**TO DO**
Gather every line from the records below that contains the word "array".

**EXTRACTED ENTRIES**
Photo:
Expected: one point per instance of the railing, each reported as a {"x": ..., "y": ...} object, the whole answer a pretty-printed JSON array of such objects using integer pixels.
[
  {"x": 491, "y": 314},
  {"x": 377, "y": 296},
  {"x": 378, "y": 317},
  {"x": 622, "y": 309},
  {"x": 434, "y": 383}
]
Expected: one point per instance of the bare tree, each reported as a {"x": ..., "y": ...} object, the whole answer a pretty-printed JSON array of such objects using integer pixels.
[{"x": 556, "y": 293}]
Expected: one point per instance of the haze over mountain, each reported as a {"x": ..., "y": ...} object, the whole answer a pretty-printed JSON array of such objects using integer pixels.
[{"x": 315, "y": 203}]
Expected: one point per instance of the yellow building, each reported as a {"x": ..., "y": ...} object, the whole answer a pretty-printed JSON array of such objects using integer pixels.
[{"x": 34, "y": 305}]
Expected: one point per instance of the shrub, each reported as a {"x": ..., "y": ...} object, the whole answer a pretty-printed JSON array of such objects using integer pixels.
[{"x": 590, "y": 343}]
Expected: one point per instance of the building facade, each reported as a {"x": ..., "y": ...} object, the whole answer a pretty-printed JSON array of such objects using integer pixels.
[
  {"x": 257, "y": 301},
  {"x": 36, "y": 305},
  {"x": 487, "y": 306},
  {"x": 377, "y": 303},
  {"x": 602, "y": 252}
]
...
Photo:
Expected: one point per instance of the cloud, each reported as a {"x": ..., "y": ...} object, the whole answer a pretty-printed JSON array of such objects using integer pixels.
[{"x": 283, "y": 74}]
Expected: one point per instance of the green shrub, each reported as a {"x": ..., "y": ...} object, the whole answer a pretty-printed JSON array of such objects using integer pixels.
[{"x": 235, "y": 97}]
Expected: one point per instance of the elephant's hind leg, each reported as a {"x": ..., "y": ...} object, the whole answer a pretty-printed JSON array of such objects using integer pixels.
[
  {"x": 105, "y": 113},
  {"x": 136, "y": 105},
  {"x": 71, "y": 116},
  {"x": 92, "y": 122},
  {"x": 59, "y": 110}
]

**EXERCISE RESULT**
Expected: one point per instance of the railing, each reported as a {"x": ..., "y": ...} object, the whole answer a pretty-printed JSON array of such objects using integer pixels.
Expected: one point per instance of the bare tree, each reported as a {"x": ..., "y": ...} object, the whole answer a pretty-printed JSON array of such objects using integer pixels.
Expected: one point per instance of the haze over mountain, each reported as a {"x": ..., "y": ...} object, the whole answer a pretty-printed JSON array of such objects using integer pixels.
Expected: one point per instance of the yellow building, each reported as a {"x": ..., "y": ...} object, the whole answer a pretty-printed JSON array of such objects using integer pixels.
Expected: one point per instance of the shrub, each reported as a {"x": ..., "y": ...} object, the whole answer a pretty-printed JSON array of such objects using integer pixels.
Expected: one point per instance of the building facade, each reported as a {"x": ..., "y": ...} object, the whole answer a pretty-printed JSON array of such objects using integer pixels.
Expected: one point per instance of the cloud, each reported as a {"x": ..., "y": ...} object, the whole answer a pretty-printed JSON array of such objects using integer pixels.
Expected: one point per instance of the green shrub, each reported as a {"x": ..., "y": ...} object, the whole answer a pretty-printed JSON array of such objects using integer pixels.
Expected: one point per instance of the elephant's hind leg, each reported as a {"x": ..., "y": ...} object, the whole answer a pretty-printed JSON array of such objects using integer pixels.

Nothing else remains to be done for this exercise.